-- Begin GIVEN TEXT --

How the Case Reached the Supreme Court
In September 2024, a Fall River County grand jury charged Streeter with simple assault based on his earlier shove of Rodriguez, but it brought no charges related to the shooting of Anderson. Anderson then filed a civil suit in October 2024, claiming assault and battery.
Streeter moved to dismiss, asserting that he was immune from civil liability under SDCL 22-18-4.8 because he acted in self-defense. The circuit court granted an immunity hearing, held it in May 2025, and concluded that Streeter was justified in using deadly force under SDCL 22-18-4.1 and was immune from civil liability under SDCL 22-18-4.8. Anderson appealed.
One of Anderson's arguments was procedural. He claimed the trial court should have continued the hearing so he could review a grand jury transcript. The Supreme Court rejected that, noting that Anderson's own counsel admitted he had delayed his preparation, and held the trial court did not abuse its discretion in denying the continuance.
The Stand Your Ground Framework the Court Applied
Reviewing the immunity question de novo, the court laid out South Dakota's two-step structure. The first step is the justification standard in SDCL 22-18-4.1. As the opinion quotes, a person "is justified in using or threatening to use deadly force if the person reasonably believes that using or threatening to use deadly force is necessary to prevent imminent death or great bodily harm to himself, herself, or another, or to prevent the imminent commission of a forcible felony."

The same statute supplies the stand your ground rule. A person acting under it "does not have a duty to retreat and has the right to stand his or her ground" so long as that person is "not engaged in a criminal activity" and is "in a place where the person has a right to be." South Dakota added this language through 2021 House Bill 1212, codified in SDCL chapter 22-18.
The second step is the burden-shifting in SDCL 22-18-4.8. As the court explained, once the defendant makes a prima facie self-defense showing, "the burden shifts to the plaintiff to present clear and convincing evidence rebutting the defendant's self-defense claim." If the plaintiff cannot meet that standard, the defendant "is immune from . . . civil liability."

-- End GIVEN TEXT --
-- Begin MATERIAL SUPPLIED --

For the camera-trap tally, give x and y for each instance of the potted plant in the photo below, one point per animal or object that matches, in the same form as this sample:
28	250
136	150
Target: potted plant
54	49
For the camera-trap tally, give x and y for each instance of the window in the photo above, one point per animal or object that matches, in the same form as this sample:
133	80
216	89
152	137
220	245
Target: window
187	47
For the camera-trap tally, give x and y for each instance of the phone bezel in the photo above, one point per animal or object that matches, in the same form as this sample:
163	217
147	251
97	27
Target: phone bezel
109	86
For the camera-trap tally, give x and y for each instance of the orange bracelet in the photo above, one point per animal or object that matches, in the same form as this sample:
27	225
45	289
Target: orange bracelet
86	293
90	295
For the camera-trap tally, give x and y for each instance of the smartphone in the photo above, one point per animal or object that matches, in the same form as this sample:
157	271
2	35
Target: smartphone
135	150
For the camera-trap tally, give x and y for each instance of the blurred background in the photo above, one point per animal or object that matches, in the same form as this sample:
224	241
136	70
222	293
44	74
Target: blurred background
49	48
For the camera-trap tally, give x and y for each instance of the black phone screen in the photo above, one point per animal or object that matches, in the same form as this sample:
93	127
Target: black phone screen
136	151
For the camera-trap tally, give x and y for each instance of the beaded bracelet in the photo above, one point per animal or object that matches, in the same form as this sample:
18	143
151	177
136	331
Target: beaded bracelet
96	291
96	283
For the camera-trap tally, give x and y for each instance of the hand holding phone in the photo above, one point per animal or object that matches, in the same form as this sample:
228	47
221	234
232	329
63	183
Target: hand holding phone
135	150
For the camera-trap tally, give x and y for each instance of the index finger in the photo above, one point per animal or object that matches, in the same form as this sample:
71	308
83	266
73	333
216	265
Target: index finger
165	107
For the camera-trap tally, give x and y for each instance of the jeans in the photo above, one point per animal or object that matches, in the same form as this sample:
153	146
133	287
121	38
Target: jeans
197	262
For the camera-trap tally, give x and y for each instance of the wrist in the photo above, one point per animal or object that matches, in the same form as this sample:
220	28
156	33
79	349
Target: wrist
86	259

-- End MATERIAL SUPPLIED --

● **TASK SET**
1. Copy verbatim the part of the case summary that opens with the words containing "How the Case" and closes with "22-18-4.8. Anderson appealed.".
2. According to the case summary, what legislation added the stand your ground language to South Dakota law?
3. Summarize the case summary in two sentences.

● **SOLUTIONS IN ORDER**
1.
How the Case Reached the Supreme Court
In September 2024, a Fall River County grand jury charged Streeter with simple assault based on his earlier shove of Rodriguez, but it brought no charges related to the shooting of Anderson. Anderson then filed a civil suit in October 2024, claiming assault and battery.
Streeter moved to dismiss, asserting that he was immune from civil liability under SDCL 22-18-4.8 because he acted in self-defense. The circuit court granted an immunity hearing, held it in May 2025, and concluded that Streeter was justified in using deadly force under SDCL 22-18-4.1 and was immune from civil liability under SDCL 22-18-4.8. Anderson appealed.

2. 2021 House Bill 1212, codified in SDCL chapter 22-18.

3. After a grand jury brought no charges over the shooting, Anderson sued Streeter for assault and battery, and the circuit court found Streeter justified in using deadly force and immune from civil liability, a ruling Anderson appealed partly on the procedural ground that the hearing should have been continued. The Supreme Court rejected the continuance argument and, reviewing immunity de novo, applied South Dakota's two-step framework: the justification and no-duty-to-retreat standard of SDCL 22-18-4.1, followed by SDCL 22-18-4.8's shift of the burden to the plaintiff to rebut self-defense by clear and convincing evidence.